Copy every line in the items below that contains the string "with". Matching is case-sensitive.

━━━━━ Extracted entries ━━━━━

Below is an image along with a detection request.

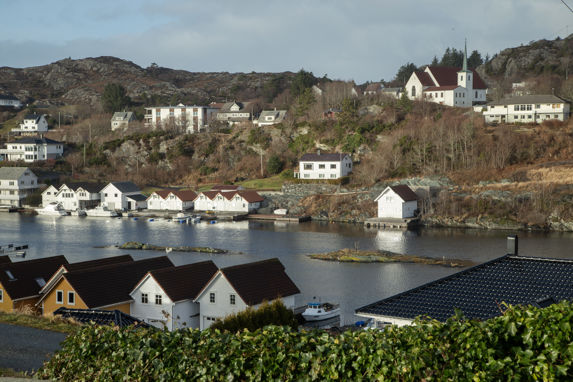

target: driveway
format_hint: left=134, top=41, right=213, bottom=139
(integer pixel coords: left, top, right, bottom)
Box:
left=0, top=324, right=66, bottom=371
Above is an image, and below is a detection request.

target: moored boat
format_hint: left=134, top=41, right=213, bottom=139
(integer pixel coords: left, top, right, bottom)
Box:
left=36, top=202, right=68, bottom=216
left=302, top=302, right=340, bottom=321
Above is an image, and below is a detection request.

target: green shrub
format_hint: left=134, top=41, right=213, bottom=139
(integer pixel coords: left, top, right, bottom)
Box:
left=38, top=302, right=573, bottom=381
left=211, top=300, right=298, bottom=332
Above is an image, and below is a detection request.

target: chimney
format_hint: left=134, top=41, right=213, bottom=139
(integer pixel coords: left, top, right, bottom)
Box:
left=507, top=235, right=519, bottom=256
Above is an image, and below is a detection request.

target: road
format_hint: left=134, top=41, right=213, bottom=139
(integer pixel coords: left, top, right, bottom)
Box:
left=0, top=324, right=66, bottom=371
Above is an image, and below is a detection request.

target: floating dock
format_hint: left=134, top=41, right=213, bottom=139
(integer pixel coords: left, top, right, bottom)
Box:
left=247, top=214, right=311, bottom=223
left=364, top=217, right=420, bottom=229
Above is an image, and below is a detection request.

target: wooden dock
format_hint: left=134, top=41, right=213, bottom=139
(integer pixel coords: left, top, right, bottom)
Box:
left=247, top=214, right=311, bottom=223
left=364, top=217, right=420, bottom=229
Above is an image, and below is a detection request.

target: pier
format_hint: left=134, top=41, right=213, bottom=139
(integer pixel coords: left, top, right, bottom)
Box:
left=364, top=217, right=420, bottom=229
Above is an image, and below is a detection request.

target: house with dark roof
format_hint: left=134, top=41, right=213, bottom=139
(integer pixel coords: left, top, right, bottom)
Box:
left=130, top=260, right=219, bottom=330
left=111, top=111, right=135, bottom=131
left=195, top=258, right=300, bottom=330
left=147, top=190, right=197, bottom=211
left=483, top=94, right=571, bottom=123
left=0, top=94, right=22, bottom=109
left=0, top=256, right=68, bottom=312
left=54, top=308, right=149, bottom=328
left=100, top=182, right=147, bottom=211
left=355, top=249, right=573, bottom=326
left=374, top=184, right=418, bottom=219
left=0, top=137, right=64, bottom=163
left=194, top=190, right=265, bottom=212
left=0, top=167, right=38, bottom=207
left=42, top=182, right=105, bottom=211
left=404, top=43, right=487, bottom=107
left=12, top=114, right=48, bottom=134
left=294, top=150, right=352, bottom=179
left=36, top=256, right=173, bottom=315
left=215, top=101, right=253, bottom=126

━━━━━

_Exercise solution_
Below is an image along with a detection request.
target: house with dark roof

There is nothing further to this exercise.